* [Instructions to follow] Revise the records below by replacing each occurrence of "Target" with "Object" and leaving all other text unchanged.

Object location annotation records:
>>>
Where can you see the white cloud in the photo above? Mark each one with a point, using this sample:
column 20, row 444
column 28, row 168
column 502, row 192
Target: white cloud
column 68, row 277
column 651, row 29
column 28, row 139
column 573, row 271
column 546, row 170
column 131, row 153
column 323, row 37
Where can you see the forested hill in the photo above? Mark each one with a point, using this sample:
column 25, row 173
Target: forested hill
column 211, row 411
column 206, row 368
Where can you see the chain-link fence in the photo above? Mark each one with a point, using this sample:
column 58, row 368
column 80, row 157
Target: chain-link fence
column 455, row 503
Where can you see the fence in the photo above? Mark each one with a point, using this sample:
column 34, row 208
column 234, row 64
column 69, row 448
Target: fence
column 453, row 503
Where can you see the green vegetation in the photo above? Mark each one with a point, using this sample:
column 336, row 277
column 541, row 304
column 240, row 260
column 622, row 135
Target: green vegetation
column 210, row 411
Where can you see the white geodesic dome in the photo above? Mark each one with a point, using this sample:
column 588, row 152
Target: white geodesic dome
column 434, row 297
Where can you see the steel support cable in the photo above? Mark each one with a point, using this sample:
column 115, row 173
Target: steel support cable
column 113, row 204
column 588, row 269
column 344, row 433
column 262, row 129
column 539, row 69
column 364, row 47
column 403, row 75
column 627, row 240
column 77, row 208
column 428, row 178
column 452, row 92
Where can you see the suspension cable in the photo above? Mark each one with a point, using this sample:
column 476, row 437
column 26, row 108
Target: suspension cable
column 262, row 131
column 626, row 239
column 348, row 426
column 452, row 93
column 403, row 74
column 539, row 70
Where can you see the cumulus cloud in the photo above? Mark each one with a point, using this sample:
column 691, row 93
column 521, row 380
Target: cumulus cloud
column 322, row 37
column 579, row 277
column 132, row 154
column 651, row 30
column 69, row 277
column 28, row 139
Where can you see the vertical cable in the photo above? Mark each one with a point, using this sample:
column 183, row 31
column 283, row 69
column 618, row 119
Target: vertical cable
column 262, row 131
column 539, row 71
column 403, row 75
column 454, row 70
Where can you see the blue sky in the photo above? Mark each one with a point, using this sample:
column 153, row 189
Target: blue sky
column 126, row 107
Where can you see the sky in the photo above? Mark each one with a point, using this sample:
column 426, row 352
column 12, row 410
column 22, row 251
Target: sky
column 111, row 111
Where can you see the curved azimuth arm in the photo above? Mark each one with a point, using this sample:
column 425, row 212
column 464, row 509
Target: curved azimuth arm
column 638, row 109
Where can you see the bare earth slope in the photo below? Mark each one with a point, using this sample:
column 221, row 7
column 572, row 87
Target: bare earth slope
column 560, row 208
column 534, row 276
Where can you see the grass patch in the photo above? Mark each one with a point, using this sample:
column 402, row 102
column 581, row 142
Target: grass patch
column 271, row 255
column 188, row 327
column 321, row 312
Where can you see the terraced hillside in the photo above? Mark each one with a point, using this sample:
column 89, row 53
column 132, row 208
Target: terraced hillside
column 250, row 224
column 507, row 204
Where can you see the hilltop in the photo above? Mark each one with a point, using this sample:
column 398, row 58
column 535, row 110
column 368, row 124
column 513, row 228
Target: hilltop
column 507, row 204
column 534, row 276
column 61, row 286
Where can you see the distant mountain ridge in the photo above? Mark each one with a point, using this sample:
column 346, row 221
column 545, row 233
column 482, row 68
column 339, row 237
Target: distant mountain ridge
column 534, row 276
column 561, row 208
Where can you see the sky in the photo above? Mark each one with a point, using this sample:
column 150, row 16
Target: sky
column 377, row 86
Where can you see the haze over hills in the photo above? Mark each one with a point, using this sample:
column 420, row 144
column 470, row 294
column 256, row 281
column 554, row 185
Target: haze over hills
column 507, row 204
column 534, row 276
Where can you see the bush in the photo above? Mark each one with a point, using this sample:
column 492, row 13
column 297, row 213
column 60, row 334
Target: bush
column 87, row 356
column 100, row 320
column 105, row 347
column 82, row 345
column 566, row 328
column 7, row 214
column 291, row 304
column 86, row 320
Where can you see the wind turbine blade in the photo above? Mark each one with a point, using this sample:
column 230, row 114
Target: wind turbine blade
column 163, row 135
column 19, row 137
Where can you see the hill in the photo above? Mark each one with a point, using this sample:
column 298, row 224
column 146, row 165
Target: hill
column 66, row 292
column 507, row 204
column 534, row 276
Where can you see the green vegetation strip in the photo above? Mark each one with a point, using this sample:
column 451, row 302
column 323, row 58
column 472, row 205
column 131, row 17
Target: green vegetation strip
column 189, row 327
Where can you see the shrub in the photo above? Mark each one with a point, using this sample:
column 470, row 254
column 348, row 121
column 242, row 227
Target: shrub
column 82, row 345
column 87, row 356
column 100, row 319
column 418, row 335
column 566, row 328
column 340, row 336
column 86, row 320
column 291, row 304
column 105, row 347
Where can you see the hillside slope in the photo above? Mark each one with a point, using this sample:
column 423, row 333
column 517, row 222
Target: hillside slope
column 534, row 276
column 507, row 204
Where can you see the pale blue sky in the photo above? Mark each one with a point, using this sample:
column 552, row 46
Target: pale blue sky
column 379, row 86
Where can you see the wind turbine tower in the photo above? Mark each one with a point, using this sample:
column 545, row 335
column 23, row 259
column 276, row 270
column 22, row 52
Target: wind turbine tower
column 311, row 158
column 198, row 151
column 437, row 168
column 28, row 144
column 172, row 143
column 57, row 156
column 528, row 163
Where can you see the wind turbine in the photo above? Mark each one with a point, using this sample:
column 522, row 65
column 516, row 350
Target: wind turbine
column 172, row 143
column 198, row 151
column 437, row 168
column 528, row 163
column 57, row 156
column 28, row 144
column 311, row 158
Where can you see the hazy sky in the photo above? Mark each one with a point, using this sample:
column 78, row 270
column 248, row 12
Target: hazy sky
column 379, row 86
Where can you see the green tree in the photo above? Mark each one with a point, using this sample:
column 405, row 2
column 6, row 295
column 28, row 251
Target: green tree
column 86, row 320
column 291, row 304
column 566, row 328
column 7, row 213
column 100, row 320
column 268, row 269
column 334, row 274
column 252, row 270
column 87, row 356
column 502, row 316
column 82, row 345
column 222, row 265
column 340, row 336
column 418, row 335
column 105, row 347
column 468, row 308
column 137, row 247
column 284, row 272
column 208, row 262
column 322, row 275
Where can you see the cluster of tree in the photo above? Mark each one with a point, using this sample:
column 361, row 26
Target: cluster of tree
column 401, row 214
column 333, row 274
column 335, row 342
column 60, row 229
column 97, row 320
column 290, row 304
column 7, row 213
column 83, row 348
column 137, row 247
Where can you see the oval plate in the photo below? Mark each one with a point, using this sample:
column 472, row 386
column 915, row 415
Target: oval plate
<<<
* [Correct result]
Where can you see the white cloud in the photo above? Mark each one with a point, using this sample:
column 20, row 444
column 28, row 168
column 502, row 192
Object: white cloud
column 68, row 277
column 651, row 29
column 28, row 139
column 573, row 271
column 546, row 170
column 131, row 153
column 323, row 37
Where can you see the forested hill in the photo above? Mark each one with a point, using this sample:
column 25, row 173
Object: forested hill
column 211, row 411
column 206, row 368
Where can you see the chain-link fence in the photo above? Mark each one with a point, using this sample:
column 58, row 368
column 80, row 157
Object: chain-link fence
column 455, row 503
Where can you see the fence in the photo above? Mark each one with a point, using this sample:
column 34, row 208
column 234, row 64
column 69, row 448
Object: fence
column 453, row 503
Where can you see the green vegetation in the photo above? Mark each one with a point, using this sample:
column 336, row 277
column 541, row 304
column 240, row 260
column 622, row 135
Object: green vegetation
column 210, row 411
Where can you see the white geodesic dome in the photo above? Mark each one with a point, using this sample:
column 588, row 152
Object: white geodesic dome
column 434, row 297
Where can you see the steel support cable in the photo above? Mark each one with a point, using this sample:
column 115, row 173
Object: steel support cable
column 113, row 204
column 588, row 269
column 344, row 433
column 262, row 129
column 539, row 69
column 364, row 47
column 403, row 75
column 627, row 240
column 77, row 208
column 428, row 178
column 452, row 92
Where can you see the suspension cable in the photo above? Mark each one with a point, using this sample:
column 476, row 437
column 26, row 108
Object: suspension cable
column 262, row 131
column 626, row 239
column 348, row 426
column 452, row 93
column 403, row 74
column 539, row 70
Where can you see the cumulus cloud in the photo above? Mark each one with a point, using this sample:
column 691, row 93
column 521, row 380
Object: cumulus cloud
column 322, row 37
column 579, row 277
column 132, row 154
column 651, row 30
column 69, row 277
column 28, row 139
Where can you see the vertical cable in the photo above? Mark each one with a point, using this sample:
column 183, row 31
column 283, row 69
column 618, row 119
Object: vertical cable
column 262, row 131
column 539, row 71
column 403, row 75
column 454, row 70
Where can you see the blue sky in the photo above? Mark each one with a point, using this sample:
column 153, row 189
Object: blue sky
column 126, row 107
Where can you see the sky in the photo above? Mark each one with a point, using this sample:
column 426, row 352
column 12, row 410
column 22, row 251
Object: sky
column 111, row 111
Where can you see the curved azimuth arm in the photo above? Mark each one with a point, using this sample:
column 425, row 212
column 464, row 509
Object: curved azimuth arm
column 638, row 109
Where can you see the bare earth slope in the photo below? Mark each one with a point, using this sample:
column 221, row 7
column 572, row 87
Object: bare earth slope
column 560, row 208
column 534, row 276
Where can you see the grass patch in the photo above? Mark each one with a point, using this sample:
column 402, row 102
column 581, row 142
Object: grass patch
column 271, row 255
column 188, row 327
column 321, row 312
Where can you see the terraced hillside in the photo above? Mark each one with a point, using this sample:
column 89, row 53
column 132, row 208
Object: terraced hillside
column 250, row 224
column 507, row 204
Where can you see the hilltop in the photo above? Mark each one with a point, using this sample:
column 398, row 58
column 535, row 110
column 368, row 124
column 513, row 228
Object: hilltop
column 507, row 204
column 534, row 276
column 61, row 286
Where can you see the distant mountain ridge in the photo above? Mark each one with a point, using this sample:
column 346, row 221
column 545, row 233
column 482, row 68
column 339, row 237
Object: distant mountain ridge
column 534, row 276
column 561, row 208
Where can you see the sky in the photo above? Mark each one with a point, using this sample:
column 150, row 16
Object: sky
column 377, row 86
Where can you see the haze over hills in the photo above? Mark each one with a point, using this sample:
column 420, row 144
column 470, row 294
column 256, row 281
column 554, row 185
Object: haze over hills
column 507, row 204
column 534, row 276
Where can you see the bush in the photo above? Mark each one with a point, using this sample:
column 492, row 13
column 297, row 213
column 60, row 334
Object: bush
column 87, row 356
column 100, row 320
column 105, row 347
column 82, row 345
column 566, row 328
column 7, row 214
column 291, row 304
column 86, row 320
Where can you see the wind turbine blade in the photo above? Mark each one with a point, using this sample:
column 230, row 114
Object: wind turbine blade
column 163, row 135
column 19, row 137
Where can you see the hill in the photo above? Mark each one with a point, using this sample:
column 298, row 224
column 146, row 165
Object: hill
column 66, row 292
column 507, row 204
column 534, row 276
Where can you see the green vegetation strip in the photo above? Mark each one with a point, using this sample:
column 451, row 302
column 323, row 58
column 472, row 205
column 131, row 17
Object: green vegetation strip
column 189, row 327
Where can you see the shrub in the photo above? Mark each one with a point, using this sample:
column 470, row 254
column 348, row 121
column 242, row 227
Object: shrub
column 82, row 345
column 87, row 356
column 100, row 319
column 418, row 335
column 566, row 328
column 340, row 336
column 86, row 320
column 291, row 304
column 105, row 347
Where can you see the hillside slope in the photo above? Mark each one with a point, using this sample:
column 423, row 333
column 517, row 222
Object: hillside slope
column 534, row 276
column 507, row 204
Where can you see the pale blue sky in the photo above? Mark each one with a point, using this sample:
column 552, row 46
Object: pale blue sky
column 379, row 86
Where can you see the wind turbine tower in the photo above? Mark each one with a point, using this sample:
column 545, row 335
column 23, row 259
column 276, row 270
column 22, row 52
Object: wind turbine tower
column 311, row 158
column 198, row 151
column 437, row 168
column 28, row 144
column 172, row 143
column 57, row 156
column 528, row 163
Where can you see the wind turbine in the photo above? Mark each one with a point, using this sample:
column 522, row 65
column 516, row 350
Object: wind turbine
column 172, row 143
column 198, row 151
column 437, row 168
column 528, row 163
column 57, row 156
column 28, row 144
column 311, row 158
Where can you see the hazy sky in the photo above? Mark each one with a point, using this sample:
column 78, row 270
column 248, row 12
Object: hazy sky
column 379, row 86
Where can you see the green tree in the photo above? Mark each one with a point, using this sample:
column 405, row 2
column 6, row 295
column 28, row 251
Object: green tree
column 86, row 320
column 291, row 304
column 566, row 328
column 7, row 213
column 100, row 320
column 268, row 269
column 334, row 274
column 252, row 270
column 87, row 356
column 502, row 316
column 82, row 345
column 222, row 265
column 340, row 336
column 418, row 335
column 105, row 347
column 468, row 308
column 137, row 247
column 284, row 272
column 208, row 262
column 322, row 275
Where can you see the cluster of tree in the photo above? Mark each one with a point, using this sample:
column 361, row 26
Object: cluster of tree
column 401, row 214
column 333, row 274
column 335, row 342
column 60, row 229
column 97, row 320
column 290, row 304
column 7, row 213
column 83, row 348
column 137, row 247
Where can you see the oval plate in the photo below? Mark each one with a point, using this sample:
column 472, row 386
column 915, row 415
Object: oval plate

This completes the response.